▸ **Written request**: Write out the material below exactly, beginning at the line that contains "of the young" and ending with its last line, both ends included; write nothing else.

+++ Provided entries +++

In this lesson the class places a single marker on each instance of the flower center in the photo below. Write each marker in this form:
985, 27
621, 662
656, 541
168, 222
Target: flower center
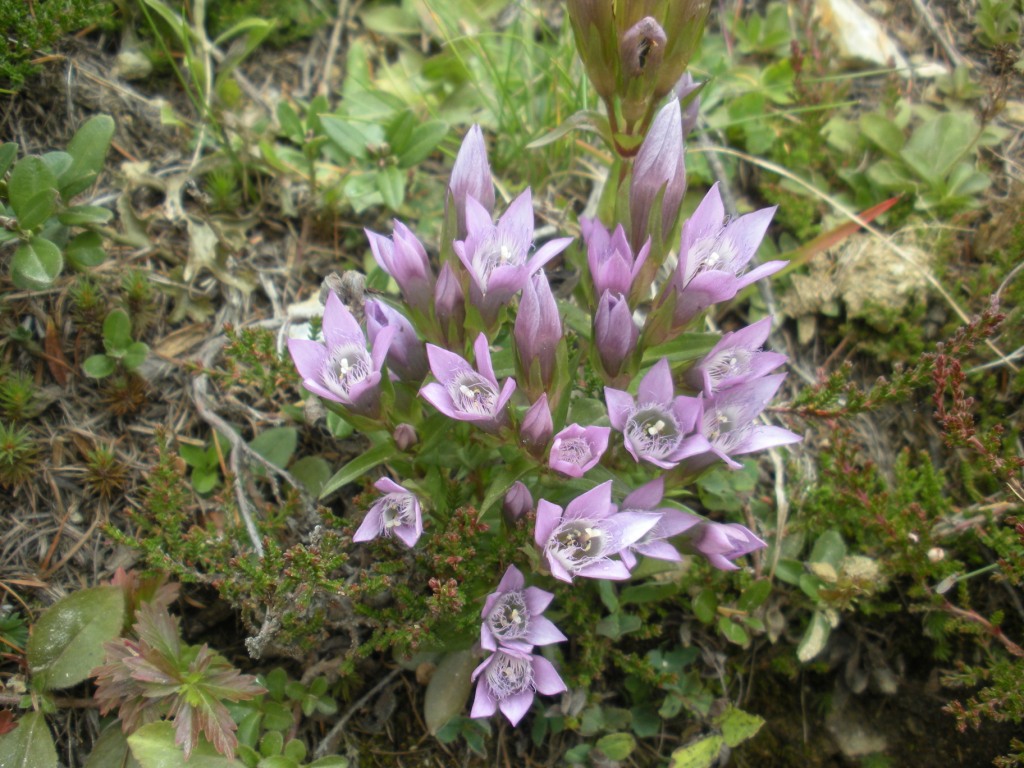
574, 451
472, 393
579, 543
509, 675
652, 431
510, 619
396, 510
348, 365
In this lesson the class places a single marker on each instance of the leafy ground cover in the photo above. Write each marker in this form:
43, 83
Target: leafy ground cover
177, 184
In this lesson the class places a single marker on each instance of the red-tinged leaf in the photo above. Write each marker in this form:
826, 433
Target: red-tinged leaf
836, 236
55, 359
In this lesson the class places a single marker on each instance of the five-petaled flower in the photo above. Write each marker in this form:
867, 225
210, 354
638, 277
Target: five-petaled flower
512, 615
658, 427
582, 539
508, 681
340, 368
463, 393
396, 512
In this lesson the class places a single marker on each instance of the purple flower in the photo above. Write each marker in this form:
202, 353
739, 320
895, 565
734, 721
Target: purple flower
656, 426
730, 424
518, 501
658, 165
407, 358
581, 540
722, 542
538, 331
614, 332
403, 257
512, 615
463, 393
398, 512
341, 369
713, 257
735, 359
497, 257
671, 522
612, 266
537, 426
578, 450
471, 177
508, 681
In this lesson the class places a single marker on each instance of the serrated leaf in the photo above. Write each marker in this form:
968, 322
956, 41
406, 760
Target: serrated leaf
449, 688
737, 726
153, 745
67, 642
36, 264
111, 750
98, 366
30, 178
30, 744
88, 151
358, 467
702, 754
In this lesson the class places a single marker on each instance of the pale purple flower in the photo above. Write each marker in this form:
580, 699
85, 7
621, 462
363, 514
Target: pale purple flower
578, 450
537, 426
340, 368
658, 166
612, 266
538, 330
735, 359
722, 543
397, 512
581, 540
464, 393
471, 177
671, 522
730, 424
407, 357
403, 257
714, 257
512, 615
518, 501
658, 427
614, 332
508, 681
497, 256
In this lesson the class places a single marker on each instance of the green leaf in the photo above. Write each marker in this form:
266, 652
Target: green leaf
276, 445
88, 151
423, 141
117, 333
616, 745
737, 726
98, 366
939, 143
82, 215
67, 642
346, 135
135, 355
391, 185
702, 754
111, 750
30, 744
153, 745
85, 251
358, 467
30, 178
36, 264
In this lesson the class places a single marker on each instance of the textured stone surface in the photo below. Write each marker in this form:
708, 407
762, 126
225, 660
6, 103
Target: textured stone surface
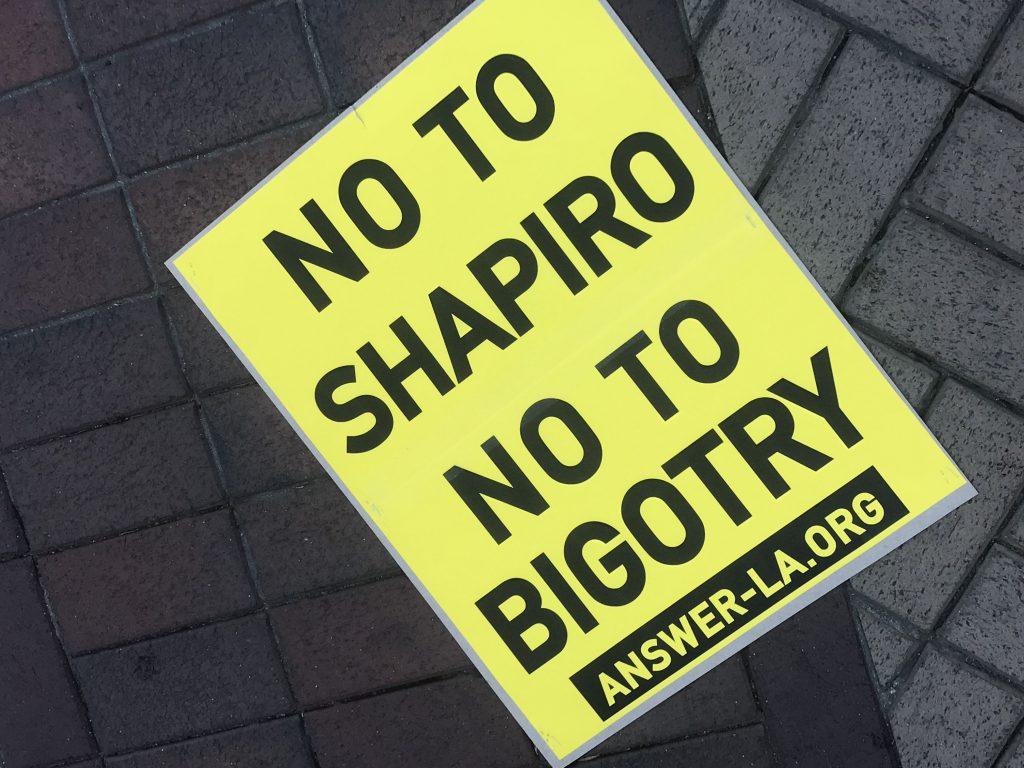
49, 144
41, 720
810, 659
948, 299
147, 583
189, 683
987, 442
951, 716
1004, 77
309, 538
950, 33
459, 723
274, 744
112, 479
104, 26
258, 450
758, 62
206, 89
872, 119
363, 639
86, 371
67, 257
975, 174
33, 43
988, 619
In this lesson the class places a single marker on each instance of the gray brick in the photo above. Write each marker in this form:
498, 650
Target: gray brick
1004, 76
67, 257
49, 144
987, 442
86, 371
195, 682
208, 89
975, 174
459, 723
257, 448
208, 361
41, 720
112, 479
948, 299
951, 716
325, 642
988, 619
146, 583
309, 538
274, 744
950, 33
758, 61
868, 126
913, 379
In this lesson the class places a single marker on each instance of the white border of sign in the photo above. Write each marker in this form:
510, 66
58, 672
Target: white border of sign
934, 513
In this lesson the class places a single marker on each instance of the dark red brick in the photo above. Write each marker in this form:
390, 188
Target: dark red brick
363, 639
208, 361
147, 583
195, 682
86, 371
458, 723
274, 744
113, 479
66, 257
248, 75
309, 538
816, 691
41, 720
104, 26
257, 448
33, 43
175, 204
49, 144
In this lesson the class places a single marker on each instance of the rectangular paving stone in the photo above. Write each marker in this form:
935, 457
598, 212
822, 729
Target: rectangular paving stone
147, 583
360, 640
950, 33
97, 368
816, 690
458, 723
759, 60
745, 748
176, 203
913, 379
257, 448
308, 538
104, 26
114, 478
988, 617
987, 443
833, 186
278, 743
42, 721
947, 299
207, 89
718, 700
952, 716
1004, 75
67, 257
195, 682
33, 43
208, 361
975, 174
49, 144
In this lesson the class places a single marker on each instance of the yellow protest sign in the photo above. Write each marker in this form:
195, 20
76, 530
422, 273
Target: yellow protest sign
567, 371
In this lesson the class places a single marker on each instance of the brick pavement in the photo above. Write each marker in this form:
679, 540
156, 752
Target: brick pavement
180, 586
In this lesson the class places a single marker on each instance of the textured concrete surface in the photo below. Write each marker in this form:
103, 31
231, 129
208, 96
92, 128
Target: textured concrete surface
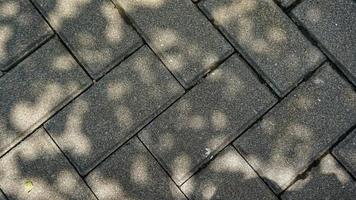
21, 30
93, 30
300, 128
266, 37
181, 36
38, 87
36, 169
333, 25
326, 181
345, 152
201, 123
146, 99
228, 176
113, 109
132, 173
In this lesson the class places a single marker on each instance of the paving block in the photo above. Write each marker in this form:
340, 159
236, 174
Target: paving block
114, 109
36, 169
267, 38
228, 176
93, 30
132, 173
345, 152
22, 30
333, 25
300, 128
326, 181
286, 3
207, 118
35, 89
179, 33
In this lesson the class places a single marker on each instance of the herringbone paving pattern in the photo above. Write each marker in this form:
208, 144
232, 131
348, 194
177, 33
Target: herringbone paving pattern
177, 99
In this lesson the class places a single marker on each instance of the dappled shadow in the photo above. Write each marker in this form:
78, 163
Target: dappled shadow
22, 29
114, 109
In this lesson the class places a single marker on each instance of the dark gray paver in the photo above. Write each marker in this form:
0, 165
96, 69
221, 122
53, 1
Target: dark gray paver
207, 118
268, 38
228, 176
326, 181
94, 31
113, 110
345, 152
286, 3
132, 173
35, 89
22, 29
300, 128
36, 169
333, 25
179, 33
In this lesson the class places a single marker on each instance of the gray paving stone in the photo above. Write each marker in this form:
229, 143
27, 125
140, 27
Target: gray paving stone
333, 25
286, 3
114, 109
35, 89
228, 176
22, 29
300, 128
36, 169
132, 173
268, 38
207, 118
93, 30
327, 181
179, 33
345, 152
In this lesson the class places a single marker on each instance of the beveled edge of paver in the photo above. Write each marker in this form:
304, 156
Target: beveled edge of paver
336, 153
136, 129
29, 49
99, 74
324, 50
87, 83
227, 141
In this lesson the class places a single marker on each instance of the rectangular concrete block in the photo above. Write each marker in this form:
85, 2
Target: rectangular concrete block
93, 30
36, 169
178, 32
228, 176
326, 181
300, 128
132, 173
345, 152
114, 109
35, 89
207, 118
333, 25
266, 37
22, 30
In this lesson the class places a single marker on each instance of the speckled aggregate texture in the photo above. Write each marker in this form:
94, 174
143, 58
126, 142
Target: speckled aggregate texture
201, 123
134, 174
21, 30
300, 128
93, 30
38, 86
228, 176
36, 169
267, 38
345, 152
326, 181
114, 109
333, 25
182, 37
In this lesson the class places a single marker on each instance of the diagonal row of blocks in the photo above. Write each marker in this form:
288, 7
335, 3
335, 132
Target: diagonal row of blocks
200, 124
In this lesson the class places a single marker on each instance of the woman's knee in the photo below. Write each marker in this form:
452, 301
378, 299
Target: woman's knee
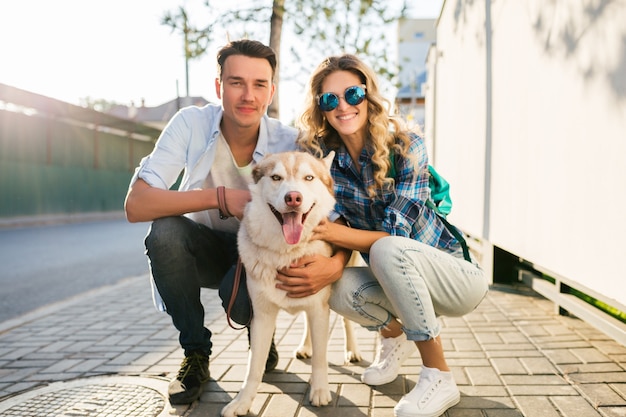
383, 249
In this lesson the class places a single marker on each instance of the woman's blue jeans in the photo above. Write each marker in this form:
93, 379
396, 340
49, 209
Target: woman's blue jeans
412, 282
185, 256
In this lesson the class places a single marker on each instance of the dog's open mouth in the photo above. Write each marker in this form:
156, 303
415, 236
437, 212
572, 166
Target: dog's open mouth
292, 223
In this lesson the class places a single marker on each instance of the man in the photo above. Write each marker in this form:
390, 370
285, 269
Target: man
192, 240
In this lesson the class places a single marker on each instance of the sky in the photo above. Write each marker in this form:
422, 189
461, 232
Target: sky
116, 50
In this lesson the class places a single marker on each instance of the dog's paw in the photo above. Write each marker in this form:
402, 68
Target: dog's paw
320, 396
353, 356
303, 352
235, 408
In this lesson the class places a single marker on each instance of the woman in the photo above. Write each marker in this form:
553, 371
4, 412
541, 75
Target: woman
416, 270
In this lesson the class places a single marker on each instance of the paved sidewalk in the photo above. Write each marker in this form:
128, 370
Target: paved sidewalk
110, 353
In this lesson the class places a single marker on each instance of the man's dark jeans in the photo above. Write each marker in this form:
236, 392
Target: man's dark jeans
184, 257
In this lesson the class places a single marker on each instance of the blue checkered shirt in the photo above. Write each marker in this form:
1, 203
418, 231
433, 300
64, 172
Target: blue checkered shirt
399, 211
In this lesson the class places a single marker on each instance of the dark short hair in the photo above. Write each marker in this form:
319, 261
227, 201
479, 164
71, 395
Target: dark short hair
247, 47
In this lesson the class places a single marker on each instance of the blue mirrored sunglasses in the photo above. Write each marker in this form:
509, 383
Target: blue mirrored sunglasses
353, 96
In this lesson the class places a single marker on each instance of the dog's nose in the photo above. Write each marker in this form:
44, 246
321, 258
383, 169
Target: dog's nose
293, 198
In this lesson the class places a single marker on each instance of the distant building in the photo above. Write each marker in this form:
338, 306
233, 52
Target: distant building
415, 37
156, 116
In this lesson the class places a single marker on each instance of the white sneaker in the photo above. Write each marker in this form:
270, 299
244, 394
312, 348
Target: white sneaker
392, 352
435, 392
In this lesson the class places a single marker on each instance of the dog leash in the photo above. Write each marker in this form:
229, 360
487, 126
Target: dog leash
233, 295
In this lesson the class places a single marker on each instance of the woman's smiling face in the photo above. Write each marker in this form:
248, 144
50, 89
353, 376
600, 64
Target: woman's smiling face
349, 121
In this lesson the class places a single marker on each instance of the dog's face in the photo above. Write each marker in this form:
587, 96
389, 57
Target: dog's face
296, 188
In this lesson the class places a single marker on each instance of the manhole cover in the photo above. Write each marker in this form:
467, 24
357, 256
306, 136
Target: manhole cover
92, 397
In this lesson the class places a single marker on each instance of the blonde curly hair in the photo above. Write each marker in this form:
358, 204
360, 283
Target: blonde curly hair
385, 132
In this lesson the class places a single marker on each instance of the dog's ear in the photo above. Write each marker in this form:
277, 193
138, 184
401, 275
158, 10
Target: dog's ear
328, 160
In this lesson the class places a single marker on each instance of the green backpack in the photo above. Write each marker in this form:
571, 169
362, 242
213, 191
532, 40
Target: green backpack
440, 201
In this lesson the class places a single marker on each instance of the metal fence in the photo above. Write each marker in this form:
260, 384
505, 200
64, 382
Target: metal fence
57, 158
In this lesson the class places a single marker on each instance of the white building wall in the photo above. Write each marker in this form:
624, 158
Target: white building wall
546, 127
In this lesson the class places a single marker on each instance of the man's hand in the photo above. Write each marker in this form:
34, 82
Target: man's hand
310, 274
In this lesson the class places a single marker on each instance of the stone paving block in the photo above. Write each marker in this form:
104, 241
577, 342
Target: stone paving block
590, 368
483, 376
518, 347
19, 375
533, 380
86, 366
280, 405
590, 355
561, 356
483, 391
486, 403
574, 407
537, 406
602, 395
508, 366
604, 377
541, 390
355, 394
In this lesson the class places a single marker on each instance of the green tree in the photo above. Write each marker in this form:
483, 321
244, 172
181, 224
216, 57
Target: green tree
321, 27
195, 41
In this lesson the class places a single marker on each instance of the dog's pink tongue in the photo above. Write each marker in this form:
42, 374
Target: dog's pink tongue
292, 227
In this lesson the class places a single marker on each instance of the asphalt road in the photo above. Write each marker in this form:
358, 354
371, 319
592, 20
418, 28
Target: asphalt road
41, 265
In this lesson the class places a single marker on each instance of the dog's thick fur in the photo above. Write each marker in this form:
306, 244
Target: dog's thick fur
292, 192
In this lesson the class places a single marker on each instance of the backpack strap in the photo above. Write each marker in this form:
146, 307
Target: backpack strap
452, 229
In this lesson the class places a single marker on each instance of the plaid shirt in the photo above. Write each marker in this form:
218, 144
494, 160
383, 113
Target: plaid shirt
399, 211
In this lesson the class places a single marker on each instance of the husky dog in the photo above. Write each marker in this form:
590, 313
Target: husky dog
291, 193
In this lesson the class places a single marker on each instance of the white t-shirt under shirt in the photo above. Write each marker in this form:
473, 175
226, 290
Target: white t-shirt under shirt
226, 172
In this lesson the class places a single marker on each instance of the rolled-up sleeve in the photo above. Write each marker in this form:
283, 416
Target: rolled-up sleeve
163, 165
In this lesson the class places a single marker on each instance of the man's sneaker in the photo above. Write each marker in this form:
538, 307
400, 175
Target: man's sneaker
272, 356
193, 373
435, 392
392, 352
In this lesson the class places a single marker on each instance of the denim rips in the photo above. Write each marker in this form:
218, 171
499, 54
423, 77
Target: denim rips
412, 282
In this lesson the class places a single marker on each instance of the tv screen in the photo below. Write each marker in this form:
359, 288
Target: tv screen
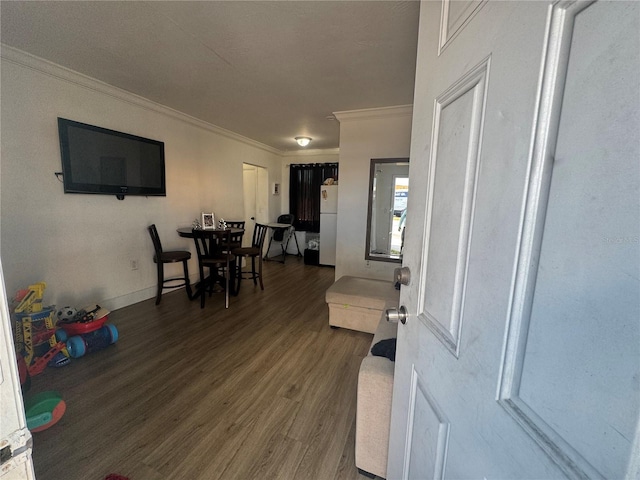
98, 160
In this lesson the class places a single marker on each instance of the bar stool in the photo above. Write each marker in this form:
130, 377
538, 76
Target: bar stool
172, 256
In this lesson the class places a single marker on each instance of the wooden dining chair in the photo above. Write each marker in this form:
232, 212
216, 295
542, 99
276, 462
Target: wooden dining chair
253, 252
161, 257
214, 254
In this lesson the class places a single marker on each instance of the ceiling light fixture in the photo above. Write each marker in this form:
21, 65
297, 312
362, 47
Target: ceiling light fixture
303, 141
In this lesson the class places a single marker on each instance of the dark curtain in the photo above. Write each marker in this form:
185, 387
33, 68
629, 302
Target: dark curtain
304, 193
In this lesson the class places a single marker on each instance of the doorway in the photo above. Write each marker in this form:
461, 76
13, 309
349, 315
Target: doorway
255, 183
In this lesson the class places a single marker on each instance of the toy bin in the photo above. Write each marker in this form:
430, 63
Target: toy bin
35, 333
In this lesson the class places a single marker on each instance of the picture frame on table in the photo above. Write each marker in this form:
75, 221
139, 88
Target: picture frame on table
208, 221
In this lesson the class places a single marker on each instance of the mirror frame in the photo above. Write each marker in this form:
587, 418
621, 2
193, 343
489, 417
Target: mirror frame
372, 172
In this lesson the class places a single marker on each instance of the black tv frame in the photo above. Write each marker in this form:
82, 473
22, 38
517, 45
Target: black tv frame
120, 191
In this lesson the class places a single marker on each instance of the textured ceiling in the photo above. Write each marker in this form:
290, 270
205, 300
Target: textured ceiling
266, 70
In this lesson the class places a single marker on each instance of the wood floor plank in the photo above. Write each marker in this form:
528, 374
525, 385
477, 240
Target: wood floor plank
264, 389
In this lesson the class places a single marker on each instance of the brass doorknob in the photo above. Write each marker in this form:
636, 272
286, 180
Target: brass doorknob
397, 315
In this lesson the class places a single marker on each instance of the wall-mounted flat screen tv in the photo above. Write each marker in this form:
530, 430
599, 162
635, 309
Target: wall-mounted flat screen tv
98, 160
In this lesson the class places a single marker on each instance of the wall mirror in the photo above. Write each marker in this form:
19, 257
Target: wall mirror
386, 217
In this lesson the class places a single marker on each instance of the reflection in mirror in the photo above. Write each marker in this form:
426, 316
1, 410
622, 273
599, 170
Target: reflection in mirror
386, 218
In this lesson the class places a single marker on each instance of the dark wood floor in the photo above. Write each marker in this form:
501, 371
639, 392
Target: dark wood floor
263, 390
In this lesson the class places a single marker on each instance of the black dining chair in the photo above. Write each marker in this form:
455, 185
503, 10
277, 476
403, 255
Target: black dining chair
161, 257
214, 254
253, 252
282, 235
236, 238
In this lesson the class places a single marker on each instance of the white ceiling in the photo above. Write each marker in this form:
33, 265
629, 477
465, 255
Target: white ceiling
267, 70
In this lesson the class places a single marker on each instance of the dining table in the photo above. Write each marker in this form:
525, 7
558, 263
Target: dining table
212, 234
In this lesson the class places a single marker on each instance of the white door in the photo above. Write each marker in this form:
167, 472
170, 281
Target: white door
521, 351
250, 187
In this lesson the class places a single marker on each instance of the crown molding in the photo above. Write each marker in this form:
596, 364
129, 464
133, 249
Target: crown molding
311, 153
374, 113
59, 72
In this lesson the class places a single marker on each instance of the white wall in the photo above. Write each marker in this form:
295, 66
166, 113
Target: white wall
82, 245
365, 134
308, 156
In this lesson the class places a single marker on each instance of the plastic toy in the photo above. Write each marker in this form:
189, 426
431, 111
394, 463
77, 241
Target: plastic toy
30, 300
85, 320
66, 314
79, 345
44, 410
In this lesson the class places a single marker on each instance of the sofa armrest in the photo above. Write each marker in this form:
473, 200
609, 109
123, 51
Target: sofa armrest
373, 414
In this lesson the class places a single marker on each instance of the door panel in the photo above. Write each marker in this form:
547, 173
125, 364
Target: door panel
428, 447
580, 305
457, 127
519, 358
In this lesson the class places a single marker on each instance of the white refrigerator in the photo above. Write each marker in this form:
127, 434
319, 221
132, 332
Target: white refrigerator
328, 223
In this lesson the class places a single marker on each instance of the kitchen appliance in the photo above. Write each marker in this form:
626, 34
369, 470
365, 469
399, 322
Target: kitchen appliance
328, 223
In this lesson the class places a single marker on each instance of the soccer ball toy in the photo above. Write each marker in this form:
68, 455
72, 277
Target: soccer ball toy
66, 314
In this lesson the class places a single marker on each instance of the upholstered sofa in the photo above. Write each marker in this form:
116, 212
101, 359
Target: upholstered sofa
373, 411
360, 304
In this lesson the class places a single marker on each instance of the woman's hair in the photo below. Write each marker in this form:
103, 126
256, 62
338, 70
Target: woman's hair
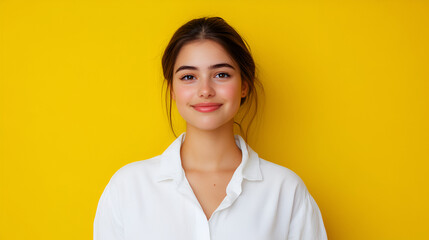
215, 29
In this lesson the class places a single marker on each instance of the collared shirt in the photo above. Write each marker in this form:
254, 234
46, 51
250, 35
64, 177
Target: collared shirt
152, 199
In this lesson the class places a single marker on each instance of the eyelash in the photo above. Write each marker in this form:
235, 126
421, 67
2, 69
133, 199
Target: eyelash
191, 77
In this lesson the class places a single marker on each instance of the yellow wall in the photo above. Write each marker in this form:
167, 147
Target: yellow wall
347, 106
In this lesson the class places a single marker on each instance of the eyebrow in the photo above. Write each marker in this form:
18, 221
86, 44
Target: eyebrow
219, 65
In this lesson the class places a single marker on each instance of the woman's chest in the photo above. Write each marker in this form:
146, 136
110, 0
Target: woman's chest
174, 213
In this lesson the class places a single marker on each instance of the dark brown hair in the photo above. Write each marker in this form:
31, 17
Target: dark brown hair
215, 29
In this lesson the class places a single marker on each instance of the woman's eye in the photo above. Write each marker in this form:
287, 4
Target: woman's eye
222, 75
187, 77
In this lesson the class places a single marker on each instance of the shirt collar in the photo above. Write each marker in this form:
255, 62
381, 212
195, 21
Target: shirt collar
171, 165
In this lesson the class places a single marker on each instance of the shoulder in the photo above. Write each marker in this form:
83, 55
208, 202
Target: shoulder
276, 174
136, 172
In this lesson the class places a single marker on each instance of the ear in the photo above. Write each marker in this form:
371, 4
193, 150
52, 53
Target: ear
244, 89
172, 95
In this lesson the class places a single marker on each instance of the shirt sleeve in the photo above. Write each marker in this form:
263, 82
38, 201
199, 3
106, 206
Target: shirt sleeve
107, 223
306, 222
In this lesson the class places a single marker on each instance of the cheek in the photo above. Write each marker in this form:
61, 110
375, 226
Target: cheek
182, 94
231, 92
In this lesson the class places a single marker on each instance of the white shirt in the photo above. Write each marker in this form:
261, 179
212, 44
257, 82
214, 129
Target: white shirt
152, 199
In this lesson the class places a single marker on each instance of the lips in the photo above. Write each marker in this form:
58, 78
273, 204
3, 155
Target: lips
206, 107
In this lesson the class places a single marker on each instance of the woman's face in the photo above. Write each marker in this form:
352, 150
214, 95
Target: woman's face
207, 86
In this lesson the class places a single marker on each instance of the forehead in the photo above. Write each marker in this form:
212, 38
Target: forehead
203, 53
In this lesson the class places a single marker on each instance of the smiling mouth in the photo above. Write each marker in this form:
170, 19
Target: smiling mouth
206, 107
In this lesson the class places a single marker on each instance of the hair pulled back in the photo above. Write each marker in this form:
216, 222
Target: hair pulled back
218, 30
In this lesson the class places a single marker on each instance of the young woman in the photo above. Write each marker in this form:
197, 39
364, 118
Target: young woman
208, 184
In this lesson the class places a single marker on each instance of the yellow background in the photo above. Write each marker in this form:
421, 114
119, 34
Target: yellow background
346, 106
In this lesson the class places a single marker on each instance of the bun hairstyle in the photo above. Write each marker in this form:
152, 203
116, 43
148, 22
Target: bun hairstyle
218, 30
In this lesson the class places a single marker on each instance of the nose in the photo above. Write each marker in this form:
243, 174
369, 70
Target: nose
206, 89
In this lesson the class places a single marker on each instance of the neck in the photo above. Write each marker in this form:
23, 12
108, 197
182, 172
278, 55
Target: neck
213, 150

+++

▸ **Exercise output**:
In this lesson the class places a single marker on each instance of the young woman in the photo above. Write each marker in this form:
197, 39
364, 118
Target: young woman
208, 184
In this lesson the class places a single marker on each instance of the yellow background in the photo above. Write each marker in this form:
421, 114
119, 34
Target: yellow background
346, 106
In this lesson the class places a single marker on each instance of the bun hairstyle in the photo above. Write each marker in this form:
152, 203
116, 43
148, 22
Target: bun hairstyle
218, 30
In this lesson the class places a single marker on each instance of the nose in the photo above. Write each marker in this form:
243, 174
369, 70
Target: nose
206, 89
In this lesson the class places a single marker on each instance of the neck in the photo above. Write each marker in this form:
23, 12
108, 197
182, 172
278, 55
Target: neck
213, 150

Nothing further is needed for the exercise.